§ **Requirement**:
Find every line in the data below that contains the word "hand" and copy each such line.
::::::::::
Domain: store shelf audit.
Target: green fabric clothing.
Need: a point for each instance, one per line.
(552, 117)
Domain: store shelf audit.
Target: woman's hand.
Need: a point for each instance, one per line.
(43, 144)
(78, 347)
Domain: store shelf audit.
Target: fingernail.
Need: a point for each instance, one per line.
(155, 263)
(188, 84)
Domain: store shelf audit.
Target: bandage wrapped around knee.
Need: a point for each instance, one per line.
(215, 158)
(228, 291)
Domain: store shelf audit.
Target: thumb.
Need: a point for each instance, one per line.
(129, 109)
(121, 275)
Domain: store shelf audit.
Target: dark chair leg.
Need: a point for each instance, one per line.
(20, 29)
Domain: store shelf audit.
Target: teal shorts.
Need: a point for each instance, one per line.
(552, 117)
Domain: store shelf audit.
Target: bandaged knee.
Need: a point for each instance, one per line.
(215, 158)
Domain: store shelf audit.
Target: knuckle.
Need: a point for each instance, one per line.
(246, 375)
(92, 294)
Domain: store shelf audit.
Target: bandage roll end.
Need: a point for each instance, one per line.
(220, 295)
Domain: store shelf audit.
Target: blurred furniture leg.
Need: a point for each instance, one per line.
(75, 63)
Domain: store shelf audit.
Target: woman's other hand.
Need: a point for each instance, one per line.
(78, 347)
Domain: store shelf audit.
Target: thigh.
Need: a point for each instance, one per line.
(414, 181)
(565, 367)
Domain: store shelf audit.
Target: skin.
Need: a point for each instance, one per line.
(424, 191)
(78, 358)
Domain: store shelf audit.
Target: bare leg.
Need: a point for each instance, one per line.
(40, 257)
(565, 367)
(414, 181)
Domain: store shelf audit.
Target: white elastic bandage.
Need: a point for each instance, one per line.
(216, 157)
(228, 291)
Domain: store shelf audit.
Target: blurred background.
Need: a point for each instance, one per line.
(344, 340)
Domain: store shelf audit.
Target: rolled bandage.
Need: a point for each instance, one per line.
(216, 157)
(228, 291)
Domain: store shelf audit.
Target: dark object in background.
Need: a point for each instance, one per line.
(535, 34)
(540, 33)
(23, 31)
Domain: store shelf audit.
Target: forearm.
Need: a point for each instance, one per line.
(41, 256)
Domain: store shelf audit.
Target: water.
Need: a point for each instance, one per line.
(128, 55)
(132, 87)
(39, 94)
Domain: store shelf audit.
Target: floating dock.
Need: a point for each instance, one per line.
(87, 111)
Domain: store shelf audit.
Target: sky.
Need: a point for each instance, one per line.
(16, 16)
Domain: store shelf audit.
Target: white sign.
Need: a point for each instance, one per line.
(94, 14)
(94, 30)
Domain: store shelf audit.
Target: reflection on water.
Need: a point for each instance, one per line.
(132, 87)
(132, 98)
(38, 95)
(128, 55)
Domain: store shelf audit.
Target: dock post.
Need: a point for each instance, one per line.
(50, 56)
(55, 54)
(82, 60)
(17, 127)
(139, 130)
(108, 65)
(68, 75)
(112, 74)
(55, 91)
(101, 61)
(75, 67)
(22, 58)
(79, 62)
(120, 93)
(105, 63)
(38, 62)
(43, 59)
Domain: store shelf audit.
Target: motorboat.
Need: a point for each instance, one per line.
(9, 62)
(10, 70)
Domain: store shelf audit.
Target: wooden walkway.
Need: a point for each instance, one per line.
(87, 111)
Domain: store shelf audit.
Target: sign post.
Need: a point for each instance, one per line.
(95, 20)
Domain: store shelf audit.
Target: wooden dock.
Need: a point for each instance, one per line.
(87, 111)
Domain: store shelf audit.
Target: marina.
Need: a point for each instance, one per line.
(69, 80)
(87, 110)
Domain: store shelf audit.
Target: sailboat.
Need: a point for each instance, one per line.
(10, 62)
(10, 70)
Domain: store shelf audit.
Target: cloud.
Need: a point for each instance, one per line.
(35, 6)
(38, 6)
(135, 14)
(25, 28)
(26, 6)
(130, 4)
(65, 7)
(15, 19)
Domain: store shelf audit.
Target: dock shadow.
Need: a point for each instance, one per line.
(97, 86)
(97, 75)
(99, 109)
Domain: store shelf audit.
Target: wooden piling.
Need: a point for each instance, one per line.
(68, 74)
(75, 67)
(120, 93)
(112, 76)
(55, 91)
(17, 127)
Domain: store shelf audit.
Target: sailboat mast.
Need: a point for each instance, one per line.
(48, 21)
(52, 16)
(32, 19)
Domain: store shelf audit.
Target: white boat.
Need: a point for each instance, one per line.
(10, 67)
::::::::::
§ **Final answer**:
Target: woman's hand.
Target: woman's other hand.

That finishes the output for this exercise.